YOUR TASK
Reproduce the forum thread about the kernel dying in the U-Net assignment word for word, from start to finish.

EXCERPT PROVIDED
===============
Kernel dying consistently in DLS 4/week 3 U-Net assignment

As of yesterday, I’ve consistently been getting a ‘Kernel Restarting/The kernel appears to have died. It will restart automatically.’ message when attempting to do the training (section 4) of the U-Net assignment. My tests in code cells above are all passing.

I’ve read other postings here and this looks like a common infrastructure issue (versus an issue with my TF code) although I’m not seeing recent messages for this assignment.

Is there anything I can do? Restarting the kernel is not helping.

Did you add any print() statements to your code for debugging?
If yes, try commenting those out.
Please report back here.

I’m seeing the same “kernel has died” issue.

I started from a fresh copy of the notebook, implemented the functions, passed all the unit tests, and I got “the kernel has died” in Section “4 - Train the model”.

I did not add any additional debugging code.

Seems like a Coursera platform problem.

I don’t think I have any debug output. I removed print statements from the block in 2.1 but I’m still getting the kernel issue. My training never gets past the first epoch.

I tried getting the latest version (Help | Get Latest Version) but this didn’t help. I’d like to try and reset my lab to the original state, but I don’t see a checkpoint in File | Revert to Checkpoint

Any suggestions to debug?

I’m running my copy of the notebook right now, and it ran a few epochs of training in Section 4 before I got the “kernel has died” message.

I don’t know what the issue is.

I’m guessing this is a memory issue. I don’t see any way that the log files on the kernel can be exposed, nor am I seeing a CORE file or equivalent.

I think it might be possible to run the code directly (as a Python script) but without a GPU it may be very slow.

I’ll ask the course staff to check if they see the same problem.

This is also happening with me during training the model. I think, as @vorpalsnark mentioned, it is a memory issue. Perhaps lots of learners doing this assignment and not clearing the memory. Or a server error.

Best,
Saif.

The issue still seems to persist. Is there anything we can do?
===============
[Source data]
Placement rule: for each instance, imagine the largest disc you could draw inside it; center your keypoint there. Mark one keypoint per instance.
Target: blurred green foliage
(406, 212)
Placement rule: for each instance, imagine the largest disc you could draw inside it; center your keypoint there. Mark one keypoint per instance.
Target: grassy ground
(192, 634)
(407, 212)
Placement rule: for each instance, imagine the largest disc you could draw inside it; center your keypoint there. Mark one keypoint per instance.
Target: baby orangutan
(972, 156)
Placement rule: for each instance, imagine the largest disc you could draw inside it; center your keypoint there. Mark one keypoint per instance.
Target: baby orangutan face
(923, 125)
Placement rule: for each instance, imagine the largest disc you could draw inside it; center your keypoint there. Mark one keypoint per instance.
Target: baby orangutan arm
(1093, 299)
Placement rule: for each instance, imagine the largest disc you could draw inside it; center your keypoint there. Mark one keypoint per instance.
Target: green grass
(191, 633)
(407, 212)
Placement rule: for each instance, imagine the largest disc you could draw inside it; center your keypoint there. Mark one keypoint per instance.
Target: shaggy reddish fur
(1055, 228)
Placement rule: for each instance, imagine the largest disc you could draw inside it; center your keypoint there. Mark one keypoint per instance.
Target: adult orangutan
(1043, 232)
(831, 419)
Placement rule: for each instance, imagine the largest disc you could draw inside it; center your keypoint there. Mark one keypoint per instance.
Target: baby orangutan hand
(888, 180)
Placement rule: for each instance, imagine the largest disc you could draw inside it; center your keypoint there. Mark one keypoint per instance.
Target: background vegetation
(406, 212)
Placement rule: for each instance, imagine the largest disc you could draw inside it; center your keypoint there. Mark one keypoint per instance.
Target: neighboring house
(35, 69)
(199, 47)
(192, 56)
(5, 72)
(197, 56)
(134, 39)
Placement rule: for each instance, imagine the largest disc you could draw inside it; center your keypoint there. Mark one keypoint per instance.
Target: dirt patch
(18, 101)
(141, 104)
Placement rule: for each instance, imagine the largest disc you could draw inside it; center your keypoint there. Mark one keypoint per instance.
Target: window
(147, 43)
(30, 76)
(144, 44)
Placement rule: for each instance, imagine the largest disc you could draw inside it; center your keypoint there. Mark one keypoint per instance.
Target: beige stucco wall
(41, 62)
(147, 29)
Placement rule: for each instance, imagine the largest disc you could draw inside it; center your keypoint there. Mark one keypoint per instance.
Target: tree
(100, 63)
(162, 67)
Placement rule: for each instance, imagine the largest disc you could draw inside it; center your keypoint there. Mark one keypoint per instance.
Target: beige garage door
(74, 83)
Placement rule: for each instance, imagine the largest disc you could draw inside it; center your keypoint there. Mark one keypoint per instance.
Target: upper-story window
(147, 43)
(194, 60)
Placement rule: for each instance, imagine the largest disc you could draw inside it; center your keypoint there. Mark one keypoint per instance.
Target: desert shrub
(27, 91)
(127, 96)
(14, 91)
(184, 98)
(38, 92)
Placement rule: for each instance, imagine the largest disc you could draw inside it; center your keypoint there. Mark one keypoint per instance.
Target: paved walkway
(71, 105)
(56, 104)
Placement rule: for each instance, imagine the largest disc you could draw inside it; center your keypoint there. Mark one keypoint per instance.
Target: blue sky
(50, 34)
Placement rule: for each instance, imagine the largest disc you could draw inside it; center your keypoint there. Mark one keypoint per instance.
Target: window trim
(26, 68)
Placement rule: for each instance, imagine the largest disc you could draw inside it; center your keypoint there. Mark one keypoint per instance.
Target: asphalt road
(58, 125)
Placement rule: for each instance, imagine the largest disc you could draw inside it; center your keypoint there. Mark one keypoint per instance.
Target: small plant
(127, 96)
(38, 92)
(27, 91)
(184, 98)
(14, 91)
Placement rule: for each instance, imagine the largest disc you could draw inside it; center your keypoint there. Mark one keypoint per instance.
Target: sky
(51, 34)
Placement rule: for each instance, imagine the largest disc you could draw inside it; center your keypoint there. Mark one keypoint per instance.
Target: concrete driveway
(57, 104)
===============
SOLUTION TO THIS TASK
Kernel dying consistently in DLS 4/week 3 U-Net assignment

As of yesterday, I’ve consistently been getting a ‘Kernel Restarting/The kernel appears to have died. It will restart automatically.’ message when attempting to do the training (section 4) of the U-Net assignment. My tests in code cells above are all passing.

I’ve read other postings here and this looks like a common infrastructure issue (versus an issue with my TF code) although I’m not seeing recent messages for this assignment.

Is there anything I can do? Restarting the kernel is not helping.

Did you add any print() statements to your code for debugging?
If yes, try commenting those out.
Please report back here.

I’m seeing the same “kernel has died” issue.

I started from a fresh copy of the notebook, implemented the functions, passed all the unit tests, and I got “the kernel has died” in Section “4 - Train the model”.

I did not add any additional debugging code.

Seems like a Coursera platform problem.

I don’t think I have any debug output. I removed print statements from the block in 2.1 but I’m still getting the kernel issue. My training never gets past the first epoch.

I tried getting the latest version (Help | Get Latest Version) but this didn’t help. I’d like to try and reset my lab to the original state, but I don’t see a checkpoint in File | Revert to Checkpoint

Any suggestions to debug?

I’m running my copy of the notebook right now, and it ran a few epochs of training in Section 4 before I got the “kernel has died” message.

I don’t know what the issue is.

I’m guessing this is a memory issue. I don’t see any way that the log files on the kernel can be exposed, nor am I seeing a CORE file or equivalent.

I think it might be possible to run the code directly (as a Python script) but without a GPU it may be very slow.

I’ll ask the course staff to check if they see the same problem.

This is also happening with me during training the model. I think, as @vorpalsnark mentioned, it is a memory issue. Perhaps lots of learners doing this assignment and not clearing the memory. Or a server error.

Best,
Saif.

The issue still seems to persist. Is there anything we can do?